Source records
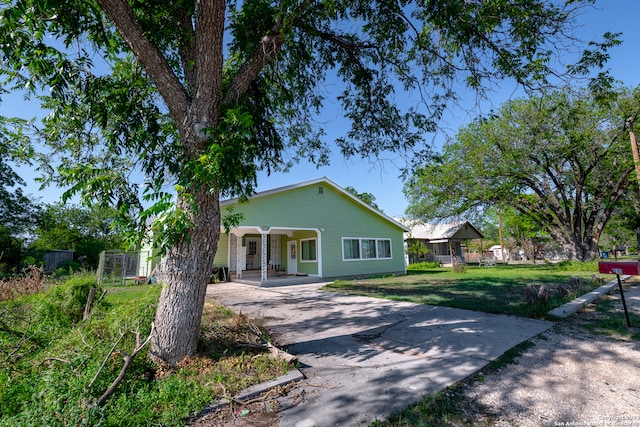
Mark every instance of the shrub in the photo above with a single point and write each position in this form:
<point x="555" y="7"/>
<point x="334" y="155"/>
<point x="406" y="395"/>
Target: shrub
<point x="591" y="266"/>
<point x="30" y="282"/>
<point x="425" y="265"/>
<point x="66" y="268"/>
<point x="67" y="300"/>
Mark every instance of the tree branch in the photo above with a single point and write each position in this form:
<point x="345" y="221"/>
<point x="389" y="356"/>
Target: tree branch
<point x="149" y="56"/>
<point x="269" y="47"/>
<point x="127" y="361"/>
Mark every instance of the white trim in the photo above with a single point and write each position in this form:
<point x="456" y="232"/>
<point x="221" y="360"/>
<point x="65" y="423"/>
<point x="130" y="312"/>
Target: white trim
<point x="322" y="180"/>
<point x="360" y="239"/>
<point x="289" y="269"/>
<point x="307" y="240"/>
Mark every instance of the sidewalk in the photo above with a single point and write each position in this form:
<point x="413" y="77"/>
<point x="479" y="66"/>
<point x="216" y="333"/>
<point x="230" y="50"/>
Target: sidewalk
<point x="365" y="358"/>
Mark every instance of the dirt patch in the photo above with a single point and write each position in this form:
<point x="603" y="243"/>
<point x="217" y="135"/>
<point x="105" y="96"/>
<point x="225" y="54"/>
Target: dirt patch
<point x="253" y="415"/>
<point x="566" y="376"/>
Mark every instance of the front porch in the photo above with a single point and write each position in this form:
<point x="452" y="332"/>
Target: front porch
<point x="274" y="278"/>
<point x="273" y="256"/>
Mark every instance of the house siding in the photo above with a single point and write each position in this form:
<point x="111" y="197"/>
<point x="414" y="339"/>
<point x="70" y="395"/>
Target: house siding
<point x="319" y="206"/>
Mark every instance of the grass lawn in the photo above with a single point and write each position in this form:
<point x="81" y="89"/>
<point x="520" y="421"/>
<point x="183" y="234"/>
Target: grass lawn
<point x="491" y="290"/>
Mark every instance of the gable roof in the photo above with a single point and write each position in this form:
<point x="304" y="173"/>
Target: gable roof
<point x="322" y="180"/>
<point x="442" y="232"/>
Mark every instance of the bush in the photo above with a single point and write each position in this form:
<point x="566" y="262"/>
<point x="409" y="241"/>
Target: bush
<point x="67" y="300"/>
<point x="590" y="266"/>
<point x="425" y="265"/>
<point x="32" y="281"/>
<point x="66" y="268"/>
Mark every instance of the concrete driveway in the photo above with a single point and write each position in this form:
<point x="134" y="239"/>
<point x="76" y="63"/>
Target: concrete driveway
<point x="366" y="358"/>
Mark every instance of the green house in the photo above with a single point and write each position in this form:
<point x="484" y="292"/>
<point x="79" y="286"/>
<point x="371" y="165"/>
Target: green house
<point x="311" y="229"/>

_Task_
What is needed is an exact reprint of every entry, pictures excluded.

_Answer for this exercise_
Mark every instance of the shrub in the photo above with a single point and write each position in this form:
<point x="555" y="7"/>
<point x="334" y="155"/>
<point x="406" y="395"/>
Target: shrub
<point x="591" y="266"/>
<point x="30" y="282"/>
<point x="425" y="265"/>
<point x="66" y="268"/>
<point x="67" y="300"/>
Mark every instance of the tree branch in the photo above with a single point and write each position in this form:
<point x="345" y="221"/>
<point x="389" y="356"/>
Target: tree branch
<point x="149" y="56"/>
<point x="269" y="47"/>
<point x="127" y="361"/>
Mark every instance of the white trim in the photo above with a single point and write each position in this form:
<point x="456" y="232"/>
<point x="221" y="360"/>
<point x="65" y="423"/>
<point x="130" y="312"/>
Target: white trim
<point x="322" y="180"/>
<point x="360" y="239"/>
<point x="289" y="269"/>
<point x="307" y="240"/>
Mark every instance of the sidewalk in the photo above with a single point and write each position in this form:
<point x="413" y="77"/>
<point x="479" y="66"/>
<point x="216" y="333"/>
<point x="230" y="50"/>
Target: sidewalk
<point x="365" y="358"/>
Mark every instance of the dirt patch in the photo above with a single point and write each position in this form:
<point x="603" y="243"/>
<point x="217" y="135"/>
<point x="105" y="96"/>
<point x="225" y="54"/>
Target: dirt patch
<point x="253" y="415"/>
<point x="566" y="376"/>
Mark every instance of the front porch in the photo above with a single point and write each position in this form:
<point x="452" y="332"/>
Target: front porch
<point x="274" y="278"/>
<point x="273" y="256"/>
Mark every instance of the house siding in the photo above with a single point and write each position in this form:
<point x="111" y="197"/>
<point x="414" y="339"/>
<point x="70" y="395"/>
Target: house siding
<point x="319" y="206"/>
Mark every instance of the grass lawn in the photo above with a single point and write each position in this form:
<point x="81" y="89"/>
<point x="520" y="421"/>
<point x="183" y="234"/>
Target: grass lawn
<point x="491" y="290"/>
Mark every instance of the gable roof in the photo above with a single point and write each position in this form:
<point x="304" y="173"/>
Target: gable roof
<point x="322" y="180"/>
<point x="442" y="232"/>
Mark every instance of the bush in the photo above with a single point and write each position in this form:
<point x="566" y="262"/>
<point x="409" y="241"/>
Target: bush
<point x="67" y="300"/>
<point x="590" y="266"/>
<point x="425" y="265"/>
<point x="32" y="281"/>
<point x="66" y="268"/>
Mark every instance of the concrete driveway in the photo above with a single point and write each position in this form:
<point x="134" y="239"/>
<point x="76" y="63"/>
Target: concrete driveway
<point x="366" y="358"/>
Mark every instance of the green house in the photo above with a single point and write each position in this form:
<point x="484" y="292"/>
<point x="79" y="286"/>
<point x="371" y="165"/>
Target: green house
<point x="311" y="229"/>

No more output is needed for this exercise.